# [Brano selezionato]
Qualche anno fa mi capitò di essere, in compagnia di una mia amica, a uno sportello di non ricordo bene che esercizio, non erano le poste, non era la banca, era qualcosa di burocratico e avevamo entrambe bisogno di un'informazione. Per pigrizia mia, nell'entrare all'interno dell'edificio che ospitava lo sportello non mi ero tolta gli occhiali da sole, tanto non c'era fila e immaginavo avremmo fatto alla svelta. Successe che la signora alla quale chiedemmo l'informazione rispose con particolare maleducazione, e vabbe', sono cose che capitano e che non dovrebbero nemmeno meritare uno spazio nella mia memoria male organizzata. Invece il motivo per cui ricordo l'episodio è perché quella volta ebbi la prontezza di spirito di rispondere a tono all'arroganza di chi mi stava di fronte tanto che, una volta uscite, la mia amica mi espresse la propria sorpresa e il proprio apprezzamento. Per amor di precisione ricordo che ammisi che tanta sicurezza derivava tristemente dagli occhiali da sole: non era che mi sentissi Paperinik o qualcuno di quel ramo, solo mi sentivo più anonima, e in quanto tale meno associabile a ricordi altrui. E di conseguenza più sicura.
Passeggiare in un paese che non ti conosce ha di questi vantaggi. Non voglio dire che l'occorrenza di girare l'angolo e di trovare qualcuno che mi saluta mi dia noia, anzi, tutt'altro, solo che mi rendo conto che se ho la certezza che questo non può succedere, beh, mi sento più a mio agio, credo sempre per il motivo di cui sopra, ossia che mi sento più anonima, meno riconoscibile, quindi meno giudicabile. 
A mio agio, dicevo. Vero, tranne domenica scorsa: gironzolavo distratta verso il centro, passando attorno alla piazza dove da qualche giorno erano state sistemate una quindicina di giostre. Alla presa di coscienza di tutti i colori, delle canzoni (una diversa per ogni giostra, con inevitabili effetti cacofonici da sovrapposizioni casuali) a volume inutilmente alto, delle pedane degli autoscontri, delle voci dei gestori che, uguali in ogni sagra, invitavano all'ennesimo imperdibile giro emozionante come nessun'altro mai, ho provato un sentimento forte e viscerale di disagio. Nell'accelerare il passo per allontanarmi, mi chiedevo quale ne fosse la causa: la conclusione a mio parere più plausibile a cui sono arrivata è che per le sagre ho sempre avuto l'età sbagliata. Mi spiego meglio: quand'ero piccola e ci andavo con i miei genitori mi sentivo a disagio perché vedevo i ragazzini più grandi (leggasi: insulsi adolescenti che però ai miei occhi sembravano persone adulte, navigate, indipendenti e giudicanti) che ci andavano per conto loro, e al loro confronto mi sentivo troppo piccola. Quando poi, più grande, mi è capitato di andarci non con i miei, ma con amici più o meno coetanei, per un qualche motivo, mi sentivo sempre sbagliata, quello era un posto per bambini, e ben sapendo che non era necessariamente così, io lo vivevo come tale.

# [Compito richiesto A]
Restituisci come lista JSON di stringhe le righe dei record comprese tra quella che contiene "pin: marble wall" e quella che contiene "Target: red necktie", estremi inclusi. Ogni riga diventa una stringa e le righe vuote vanno tralasciate.

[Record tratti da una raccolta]
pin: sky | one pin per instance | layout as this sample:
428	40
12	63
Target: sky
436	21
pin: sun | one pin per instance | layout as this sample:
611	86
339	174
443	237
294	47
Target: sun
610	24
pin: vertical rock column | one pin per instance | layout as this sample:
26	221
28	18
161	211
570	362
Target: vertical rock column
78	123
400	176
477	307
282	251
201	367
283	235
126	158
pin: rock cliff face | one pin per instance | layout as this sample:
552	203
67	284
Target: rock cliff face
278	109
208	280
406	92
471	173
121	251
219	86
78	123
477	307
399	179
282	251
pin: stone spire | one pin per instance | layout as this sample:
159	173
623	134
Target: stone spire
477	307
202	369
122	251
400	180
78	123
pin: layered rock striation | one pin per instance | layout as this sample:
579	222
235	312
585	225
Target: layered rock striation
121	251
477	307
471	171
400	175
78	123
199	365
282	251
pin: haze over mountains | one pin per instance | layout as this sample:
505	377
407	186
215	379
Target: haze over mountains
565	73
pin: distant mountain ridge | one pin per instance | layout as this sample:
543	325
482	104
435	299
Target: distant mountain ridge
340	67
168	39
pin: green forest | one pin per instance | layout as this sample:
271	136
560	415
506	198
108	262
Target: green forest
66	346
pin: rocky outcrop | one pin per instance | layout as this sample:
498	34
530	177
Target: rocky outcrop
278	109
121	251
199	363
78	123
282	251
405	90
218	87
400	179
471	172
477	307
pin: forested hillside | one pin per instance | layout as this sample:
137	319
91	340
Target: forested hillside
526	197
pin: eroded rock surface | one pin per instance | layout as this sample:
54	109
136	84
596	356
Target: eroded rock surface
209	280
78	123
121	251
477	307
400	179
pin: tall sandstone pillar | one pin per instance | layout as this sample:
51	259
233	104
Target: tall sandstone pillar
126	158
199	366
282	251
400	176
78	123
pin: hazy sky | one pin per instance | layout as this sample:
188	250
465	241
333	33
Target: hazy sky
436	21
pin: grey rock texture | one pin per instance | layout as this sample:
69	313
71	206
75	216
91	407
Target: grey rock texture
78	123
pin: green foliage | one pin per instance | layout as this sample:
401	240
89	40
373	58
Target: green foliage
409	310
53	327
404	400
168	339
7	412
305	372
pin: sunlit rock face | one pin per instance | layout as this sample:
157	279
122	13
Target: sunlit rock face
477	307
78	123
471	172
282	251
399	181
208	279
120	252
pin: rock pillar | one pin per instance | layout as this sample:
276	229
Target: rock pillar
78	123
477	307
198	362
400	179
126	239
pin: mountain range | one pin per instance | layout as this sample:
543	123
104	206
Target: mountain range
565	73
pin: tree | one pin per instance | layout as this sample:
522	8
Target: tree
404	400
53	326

==

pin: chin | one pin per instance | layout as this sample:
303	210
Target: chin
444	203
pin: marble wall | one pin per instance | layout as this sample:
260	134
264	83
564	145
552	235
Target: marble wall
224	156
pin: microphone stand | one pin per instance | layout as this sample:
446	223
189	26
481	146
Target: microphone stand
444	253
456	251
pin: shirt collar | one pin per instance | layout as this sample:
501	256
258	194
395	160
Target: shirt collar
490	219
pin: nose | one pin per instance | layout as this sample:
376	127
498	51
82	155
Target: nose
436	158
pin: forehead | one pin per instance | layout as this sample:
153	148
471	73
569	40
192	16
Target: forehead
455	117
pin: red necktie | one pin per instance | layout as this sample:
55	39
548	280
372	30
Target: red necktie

# [Compito richiesto B]
Stampa senza alcuna modifica la parte del brano selezionato compresa tra "Passeggiare in un" e "quindi meno giudicabile.", estremi inclusi.

# [Risposta scritta A]
[
  "pin: marble wall | one pin per instance | layout as this sample:",
  "260\t134",
  "264\t83",
  "564\t145",
  "552\t235",
  "Target: marble wall",
  "224\t156",
  "pin: microphone stand | one pin per instance | layout as this sample:",
  "446\t223",
  "189\t26",
  "481\t146",
  "Target: microphone stand",
  "444\t253",
  "456\t251",
  "pin: shirt collar | one pin per instance | layout as this sample:",
  "501\t256",
  "258\t194",
  "395\t160",
  "Target: shirt collar",
  "490\t219",
  "pin: nose | one pin per instance | layout as this sample:",
  "376\t127",
  "498\t51",
  "82\t155",
  "Target: nose",
  "436\t158",
  "pin: forehead | one pin per instance | layout as this sample:",
  "153\t148",
  "471\t73",
  "569\t40",
  "192\t16",
  "Target: forehead",
  "455\t117",
  "pin: red necktie | one pin per instance | layout as this sample:",
  "55\t39",
  "548\t280",
  "372\t30",
  "Target: red necktie"
]

# [Risposta scritta B]
Passeggiare in un paese che non ti conosce ha di questi vantaggi. Non voglio dire che l'occorrenza di girare l'angolo e di trovare qualcuno che mi saluta mi dia noia, anzi, tutt'altro, solo che mi rendo conto che se ho la certezza che questo non può succedere, beh, mi sento più a mio agio, credo sempre per il motivo di cui sopra, ossia che mi sento più anonima, meno riconoscibile, quindi meno giudicabile.